*DESCRIPTION OF THE TASK*: Revise the part of the material that opens with the line containing "Could you please pick out the river water" and runs through its end, replacing "river water" with "stream water" and keeping everything else the same.

** start **

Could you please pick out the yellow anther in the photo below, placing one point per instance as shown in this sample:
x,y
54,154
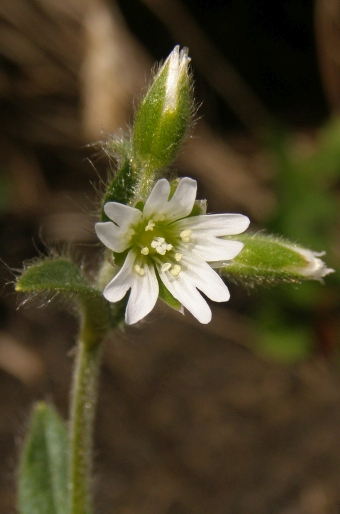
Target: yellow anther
x,y
175,271
166,266
150,226
185,235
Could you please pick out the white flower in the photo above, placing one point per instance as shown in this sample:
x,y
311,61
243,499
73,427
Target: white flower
x,y
164,243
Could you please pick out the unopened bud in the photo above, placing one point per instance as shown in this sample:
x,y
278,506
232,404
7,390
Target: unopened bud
x,y
267,259
164,114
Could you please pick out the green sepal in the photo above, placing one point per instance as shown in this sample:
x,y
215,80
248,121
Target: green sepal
x,y
122,188
43,471
268,260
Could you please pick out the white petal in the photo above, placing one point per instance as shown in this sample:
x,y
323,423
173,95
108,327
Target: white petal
x,y
215,224
119,285
202,276
158,197
122,215
188,296
183,200
112,236
143,296
214,249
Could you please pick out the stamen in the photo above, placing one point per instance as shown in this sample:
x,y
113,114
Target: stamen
x,y
160,249
185,235
160,245
176,270
150,226
166,266
159,217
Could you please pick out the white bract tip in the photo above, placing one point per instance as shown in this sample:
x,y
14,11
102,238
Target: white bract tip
x,y
178,62
315,268
160,237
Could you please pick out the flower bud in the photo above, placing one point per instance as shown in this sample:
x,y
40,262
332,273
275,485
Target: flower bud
x,y
164,114
267,259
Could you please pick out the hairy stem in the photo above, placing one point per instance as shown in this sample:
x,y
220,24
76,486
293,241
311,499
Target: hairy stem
x,y
83,404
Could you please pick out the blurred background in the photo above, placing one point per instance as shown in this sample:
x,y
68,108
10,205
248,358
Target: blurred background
x,y
241,416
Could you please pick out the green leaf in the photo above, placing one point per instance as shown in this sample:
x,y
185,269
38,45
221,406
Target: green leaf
x,y
43,473
62,276
54,275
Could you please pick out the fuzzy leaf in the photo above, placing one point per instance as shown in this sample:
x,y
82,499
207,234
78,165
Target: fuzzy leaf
x,y
61,275
54,275
43,473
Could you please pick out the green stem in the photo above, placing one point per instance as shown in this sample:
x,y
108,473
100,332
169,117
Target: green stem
x,y
83,404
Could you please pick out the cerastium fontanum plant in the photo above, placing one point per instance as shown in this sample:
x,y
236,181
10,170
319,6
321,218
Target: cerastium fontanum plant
x,y
159,243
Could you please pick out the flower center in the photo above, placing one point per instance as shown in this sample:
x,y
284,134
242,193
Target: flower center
x,y
156,242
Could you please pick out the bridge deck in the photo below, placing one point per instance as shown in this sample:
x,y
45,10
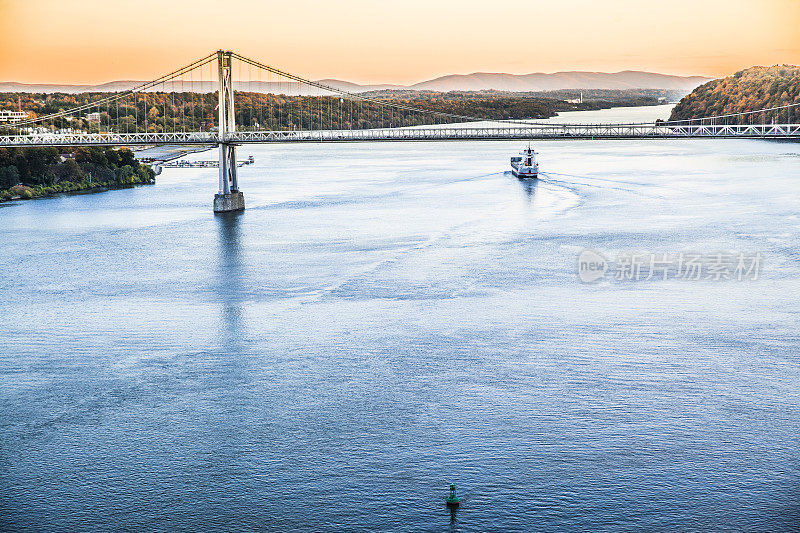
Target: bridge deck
x,y
556,131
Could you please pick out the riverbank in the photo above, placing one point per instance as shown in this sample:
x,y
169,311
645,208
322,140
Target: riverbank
x,y
31,173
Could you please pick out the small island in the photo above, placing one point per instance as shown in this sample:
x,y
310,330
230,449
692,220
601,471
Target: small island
x,y
27,173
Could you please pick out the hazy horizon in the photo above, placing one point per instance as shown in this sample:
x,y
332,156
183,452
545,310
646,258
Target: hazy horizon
x,y
367,43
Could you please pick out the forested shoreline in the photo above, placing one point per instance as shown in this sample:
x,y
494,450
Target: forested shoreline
x,y
27,173
164,111
751,89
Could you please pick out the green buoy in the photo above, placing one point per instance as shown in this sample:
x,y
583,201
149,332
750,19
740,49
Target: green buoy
x,y
452,499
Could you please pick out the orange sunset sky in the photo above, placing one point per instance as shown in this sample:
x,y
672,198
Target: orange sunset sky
x,y
402,41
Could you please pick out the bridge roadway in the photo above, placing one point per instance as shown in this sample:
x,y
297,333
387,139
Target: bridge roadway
x,y
439,133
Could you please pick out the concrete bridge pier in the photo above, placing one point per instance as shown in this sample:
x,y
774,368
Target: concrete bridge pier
x,y
229,197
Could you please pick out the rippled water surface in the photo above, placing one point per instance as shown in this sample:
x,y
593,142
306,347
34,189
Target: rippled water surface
x,y
385,319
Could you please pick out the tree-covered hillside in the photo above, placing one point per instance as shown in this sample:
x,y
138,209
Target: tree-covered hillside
x,y
747,90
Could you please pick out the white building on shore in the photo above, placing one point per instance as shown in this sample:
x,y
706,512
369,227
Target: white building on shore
x,y
12,116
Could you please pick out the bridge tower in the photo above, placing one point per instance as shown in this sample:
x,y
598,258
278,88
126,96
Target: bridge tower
x,y
229,197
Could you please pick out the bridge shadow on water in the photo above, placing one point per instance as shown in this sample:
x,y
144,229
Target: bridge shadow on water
x,y
230,286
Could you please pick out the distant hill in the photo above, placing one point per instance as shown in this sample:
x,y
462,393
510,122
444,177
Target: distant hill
x,y
561,80
748,90
478,81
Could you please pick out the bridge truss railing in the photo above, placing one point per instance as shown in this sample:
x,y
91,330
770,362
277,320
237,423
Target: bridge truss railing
x,y
600,131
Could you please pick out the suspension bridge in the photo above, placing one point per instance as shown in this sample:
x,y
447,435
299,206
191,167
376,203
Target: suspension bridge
x,y
195,105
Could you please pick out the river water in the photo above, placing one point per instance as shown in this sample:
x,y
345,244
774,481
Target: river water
x,y
385,319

** end **

*OUTPUT OF THE EXERCISE*:
Could you please pick out the stream water in the photo above, placing one point per instance as shown in this sample:
x,y
345,244
774,481
Target: stream water
x,y
385,319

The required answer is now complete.